[TASK OBJECTIVE]: Among the entries below, find every line that contains the string "bike", then copy it.

[THE DATA]:
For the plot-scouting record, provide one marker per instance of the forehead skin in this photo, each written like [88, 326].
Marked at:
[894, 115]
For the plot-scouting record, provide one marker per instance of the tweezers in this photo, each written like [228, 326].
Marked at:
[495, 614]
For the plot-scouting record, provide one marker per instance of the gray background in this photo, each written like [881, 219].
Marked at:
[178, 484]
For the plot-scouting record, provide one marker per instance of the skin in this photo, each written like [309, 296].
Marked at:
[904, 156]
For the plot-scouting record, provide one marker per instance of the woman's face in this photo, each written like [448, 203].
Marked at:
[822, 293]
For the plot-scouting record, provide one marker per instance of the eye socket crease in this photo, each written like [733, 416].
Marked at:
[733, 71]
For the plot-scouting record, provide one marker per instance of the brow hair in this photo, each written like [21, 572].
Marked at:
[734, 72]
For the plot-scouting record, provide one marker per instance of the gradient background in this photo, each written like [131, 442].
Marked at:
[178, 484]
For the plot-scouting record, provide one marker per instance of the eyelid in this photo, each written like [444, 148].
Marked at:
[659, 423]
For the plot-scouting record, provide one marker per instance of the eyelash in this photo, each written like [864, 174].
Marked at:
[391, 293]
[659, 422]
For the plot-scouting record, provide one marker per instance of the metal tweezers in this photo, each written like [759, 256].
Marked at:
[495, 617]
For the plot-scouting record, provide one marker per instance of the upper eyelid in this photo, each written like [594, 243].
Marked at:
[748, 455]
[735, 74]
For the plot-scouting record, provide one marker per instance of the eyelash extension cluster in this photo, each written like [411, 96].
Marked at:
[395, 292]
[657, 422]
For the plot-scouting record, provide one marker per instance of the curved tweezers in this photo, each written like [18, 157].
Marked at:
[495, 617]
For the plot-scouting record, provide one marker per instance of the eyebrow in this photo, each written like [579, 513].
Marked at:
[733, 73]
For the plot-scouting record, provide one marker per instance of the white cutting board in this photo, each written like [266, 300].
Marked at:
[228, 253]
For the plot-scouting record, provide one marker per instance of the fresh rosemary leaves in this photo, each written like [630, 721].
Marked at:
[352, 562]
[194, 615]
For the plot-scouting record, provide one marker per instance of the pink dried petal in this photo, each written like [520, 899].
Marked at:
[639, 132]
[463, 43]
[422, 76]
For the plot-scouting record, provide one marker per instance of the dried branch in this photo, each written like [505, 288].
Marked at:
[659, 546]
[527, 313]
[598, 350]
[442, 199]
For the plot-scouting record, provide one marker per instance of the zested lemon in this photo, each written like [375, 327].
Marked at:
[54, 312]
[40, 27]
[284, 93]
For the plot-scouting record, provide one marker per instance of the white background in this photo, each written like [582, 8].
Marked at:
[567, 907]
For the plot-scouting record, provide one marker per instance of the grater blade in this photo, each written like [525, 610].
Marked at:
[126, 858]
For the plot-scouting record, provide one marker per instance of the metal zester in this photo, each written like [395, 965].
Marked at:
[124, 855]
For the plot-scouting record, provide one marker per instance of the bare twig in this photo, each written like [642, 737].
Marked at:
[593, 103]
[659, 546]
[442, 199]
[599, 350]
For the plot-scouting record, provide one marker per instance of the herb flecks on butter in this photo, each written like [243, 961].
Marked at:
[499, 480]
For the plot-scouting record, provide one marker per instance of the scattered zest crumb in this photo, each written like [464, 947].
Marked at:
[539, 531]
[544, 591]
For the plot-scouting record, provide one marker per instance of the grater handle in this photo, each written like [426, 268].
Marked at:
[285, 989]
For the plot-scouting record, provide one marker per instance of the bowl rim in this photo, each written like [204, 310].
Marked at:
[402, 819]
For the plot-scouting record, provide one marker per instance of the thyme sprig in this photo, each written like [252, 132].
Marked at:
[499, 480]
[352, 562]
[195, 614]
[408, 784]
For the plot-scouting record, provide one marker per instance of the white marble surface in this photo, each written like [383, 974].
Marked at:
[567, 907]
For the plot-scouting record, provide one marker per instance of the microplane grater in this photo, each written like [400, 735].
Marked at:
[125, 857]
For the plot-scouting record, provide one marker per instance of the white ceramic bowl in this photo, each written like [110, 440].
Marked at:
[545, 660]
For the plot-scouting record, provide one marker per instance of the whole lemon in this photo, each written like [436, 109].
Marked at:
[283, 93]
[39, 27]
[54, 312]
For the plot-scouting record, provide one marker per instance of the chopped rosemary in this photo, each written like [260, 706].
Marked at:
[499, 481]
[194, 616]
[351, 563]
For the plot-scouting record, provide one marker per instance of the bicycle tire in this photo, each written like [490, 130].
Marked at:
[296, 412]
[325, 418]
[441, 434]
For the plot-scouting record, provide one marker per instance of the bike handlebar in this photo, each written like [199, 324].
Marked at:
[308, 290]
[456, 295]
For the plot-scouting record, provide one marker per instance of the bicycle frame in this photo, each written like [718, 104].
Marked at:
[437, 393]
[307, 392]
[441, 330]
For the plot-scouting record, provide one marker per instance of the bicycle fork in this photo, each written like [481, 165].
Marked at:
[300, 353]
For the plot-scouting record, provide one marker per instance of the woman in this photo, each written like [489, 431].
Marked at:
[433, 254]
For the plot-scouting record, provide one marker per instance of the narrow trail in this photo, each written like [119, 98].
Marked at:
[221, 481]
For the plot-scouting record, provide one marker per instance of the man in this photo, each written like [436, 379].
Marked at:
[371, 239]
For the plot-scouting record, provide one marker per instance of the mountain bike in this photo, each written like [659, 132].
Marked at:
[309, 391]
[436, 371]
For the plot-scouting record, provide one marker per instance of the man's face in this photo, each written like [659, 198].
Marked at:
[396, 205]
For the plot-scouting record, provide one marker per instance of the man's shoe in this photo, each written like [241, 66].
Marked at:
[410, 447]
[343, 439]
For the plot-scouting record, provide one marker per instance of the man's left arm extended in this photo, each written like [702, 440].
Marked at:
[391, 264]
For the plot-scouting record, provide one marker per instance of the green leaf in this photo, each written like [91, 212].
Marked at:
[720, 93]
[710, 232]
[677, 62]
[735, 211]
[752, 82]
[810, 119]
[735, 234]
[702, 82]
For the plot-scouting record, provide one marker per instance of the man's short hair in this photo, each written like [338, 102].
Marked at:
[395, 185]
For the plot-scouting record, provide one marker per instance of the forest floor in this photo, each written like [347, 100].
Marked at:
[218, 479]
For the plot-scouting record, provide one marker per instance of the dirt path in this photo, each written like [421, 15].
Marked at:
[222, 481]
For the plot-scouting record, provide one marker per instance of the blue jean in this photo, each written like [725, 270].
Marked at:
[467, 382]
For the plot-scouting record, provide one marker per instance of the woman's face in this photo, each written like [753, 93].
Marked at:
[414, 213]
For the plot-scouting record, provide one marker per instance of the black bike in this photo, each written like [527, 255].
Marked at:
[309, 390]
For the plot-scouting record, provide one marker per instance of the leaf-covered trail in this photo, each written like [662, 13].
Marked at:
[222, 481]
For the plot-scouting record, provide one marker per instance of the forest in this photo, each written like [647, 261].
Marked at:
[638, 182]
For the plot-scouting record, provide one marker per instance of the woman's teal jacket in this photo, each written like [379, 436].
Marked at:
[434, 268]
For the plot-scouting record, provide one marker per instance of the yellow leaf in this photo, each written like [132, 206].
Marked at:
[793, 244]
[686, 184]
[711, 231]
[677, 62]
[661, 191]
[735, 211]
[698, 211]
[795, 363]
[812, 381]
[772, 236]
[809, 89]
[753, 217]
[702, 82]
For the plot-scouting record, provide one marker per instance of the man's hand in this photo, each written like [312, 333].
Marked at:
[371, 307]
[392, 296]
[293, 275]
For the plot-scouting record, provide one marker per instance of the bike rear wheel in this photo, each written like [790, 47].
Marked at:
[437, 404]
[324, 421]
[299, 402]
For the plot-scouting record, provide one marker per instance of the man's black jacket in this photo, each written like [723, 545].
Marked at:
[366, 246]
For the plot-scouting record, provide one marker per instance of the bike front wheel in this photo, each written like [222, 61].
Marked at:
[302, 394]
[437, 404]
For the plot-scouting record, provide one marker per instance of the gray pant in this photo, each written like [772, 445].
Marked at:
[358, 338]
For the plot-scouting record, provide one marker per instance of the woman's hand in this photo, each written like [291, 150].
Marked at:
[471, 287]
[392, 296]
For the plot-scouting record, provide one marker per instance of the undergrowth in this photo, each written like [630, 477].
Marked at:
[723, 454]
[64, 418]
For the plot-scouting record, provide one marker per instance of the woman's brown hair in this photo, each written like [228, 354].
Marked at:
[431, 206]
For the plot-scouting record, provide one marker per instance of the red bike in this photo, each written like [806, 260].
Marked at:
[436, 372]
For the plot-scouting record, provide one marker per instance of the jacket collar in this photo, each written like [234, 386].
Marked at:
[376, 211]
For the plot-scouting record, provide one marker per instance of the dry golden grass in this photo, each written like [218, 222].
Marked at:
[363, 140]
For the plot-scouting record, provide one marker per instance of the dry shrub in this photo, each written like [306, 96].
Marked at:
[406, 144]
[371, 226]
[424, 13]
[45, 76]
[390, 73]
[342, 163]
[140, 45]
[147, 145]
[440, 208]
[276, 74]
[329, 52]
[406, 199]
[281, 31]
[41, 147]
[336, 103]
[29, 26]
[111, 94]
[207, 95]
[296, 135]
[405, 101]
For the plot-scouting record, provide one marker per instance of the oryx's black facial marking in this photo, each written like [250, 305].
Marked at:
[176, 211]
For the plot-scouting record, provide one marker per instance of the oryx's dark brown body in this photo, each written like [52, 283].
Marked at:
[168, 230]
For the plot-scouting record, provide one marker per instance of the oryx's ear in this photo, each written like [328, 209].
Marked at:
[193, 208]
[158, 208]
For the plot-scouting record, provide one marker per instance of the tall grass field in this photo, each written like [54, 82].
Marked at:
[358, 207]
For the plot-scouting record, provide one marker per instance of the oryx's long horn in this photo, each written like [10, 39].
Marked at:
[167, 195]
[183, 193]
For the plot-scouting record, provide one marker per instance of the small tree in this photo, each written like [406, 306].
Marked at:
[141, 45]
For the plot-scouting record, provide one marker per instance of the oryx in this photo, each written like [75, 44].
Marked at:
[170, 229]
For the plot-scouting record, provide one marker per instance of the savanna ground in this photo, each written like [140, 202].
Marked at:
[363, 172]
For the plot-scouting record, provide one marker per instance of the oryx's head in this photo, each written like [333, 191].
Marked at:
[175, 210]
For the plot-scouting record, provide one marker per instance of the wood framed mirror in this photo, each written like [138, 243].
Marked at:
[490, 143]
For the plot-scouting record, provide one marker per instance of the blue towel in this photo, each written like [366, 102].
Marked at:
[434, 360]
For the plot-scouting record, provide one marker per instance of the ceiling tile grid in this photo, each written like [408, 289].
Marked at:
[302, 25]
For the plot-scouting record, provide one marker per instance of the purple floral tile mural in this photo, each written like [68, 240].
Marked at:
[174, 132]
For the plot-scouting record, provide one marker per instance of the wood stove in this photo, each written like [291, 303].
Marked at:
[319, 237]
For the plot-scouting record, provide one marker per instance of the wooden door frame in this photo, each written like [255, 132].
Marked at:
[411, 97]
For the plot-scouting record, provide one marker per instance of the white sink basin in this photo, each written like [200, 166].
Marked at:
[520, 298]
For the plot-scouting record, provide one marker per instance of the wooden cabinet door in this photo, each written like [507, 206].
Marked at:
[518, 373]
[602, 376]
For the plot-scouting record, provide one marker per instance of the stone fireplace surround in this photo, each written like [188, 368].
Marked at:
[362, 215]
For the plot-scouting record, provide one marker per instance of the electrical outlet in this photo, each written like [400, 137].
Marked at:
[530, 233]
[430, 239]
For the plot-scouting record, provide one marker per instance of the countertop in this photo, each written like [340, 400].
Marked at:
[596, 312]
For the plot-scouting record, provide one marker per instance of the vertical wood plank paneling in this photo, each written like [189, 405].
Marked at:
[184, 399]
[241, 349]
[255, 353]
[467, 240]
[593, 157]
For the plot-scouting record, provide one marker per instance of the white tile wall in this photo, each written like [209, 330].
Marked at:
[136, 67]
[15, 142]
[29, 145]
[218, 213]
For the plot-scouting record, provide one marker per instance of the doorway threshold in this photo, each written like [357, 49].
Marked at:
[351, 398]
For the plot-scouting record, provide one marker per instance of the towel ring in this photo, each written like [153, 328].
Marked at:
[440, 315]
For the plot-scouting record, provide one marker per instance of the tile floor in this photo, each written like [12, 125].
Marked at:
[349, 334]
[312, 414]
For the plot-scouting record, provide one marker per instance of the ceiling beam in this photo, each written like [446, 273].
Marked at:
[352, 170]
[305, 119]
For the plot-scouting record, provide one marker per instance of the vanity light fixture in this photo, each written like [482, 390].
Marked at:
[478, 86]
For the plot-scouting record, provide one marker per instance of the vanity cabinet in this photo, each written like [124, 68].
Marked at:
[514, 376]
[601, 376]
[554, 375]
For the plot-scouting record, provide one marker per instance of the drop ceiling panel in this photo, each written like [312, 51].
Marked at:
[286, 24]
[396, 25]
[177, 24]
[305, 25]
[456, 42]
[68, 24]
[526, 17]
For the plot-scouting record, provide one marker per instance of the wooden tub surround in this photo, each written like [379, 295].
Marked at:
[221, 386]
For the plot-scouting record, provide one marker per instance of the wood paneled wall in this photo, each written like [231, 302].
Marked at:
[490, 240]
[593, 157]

[WRITTEN ANSWER]:
For the plot-scouting record, provide one marker per instance of the bike handlebar in this photo, each written like [199, 324].
For the plot-scouting record, provide one marker per instance of the mountain bike in this photo, each written like [659, 132].
For the plot-scouting record, provide one marker per instance of the black bike in this photo, each written like [527, 255].
For the plot-scouting record, provide one marker per instance of the bike rear wheel in this photo, each written like [790, 47].
For the plot-scouting record, provide one marker per instance of the bike front wheel in this photo, each written like [222, 61].
For the plot-scouting record, provide one marker per instance of the red bike in this photo, each written like [806, 260].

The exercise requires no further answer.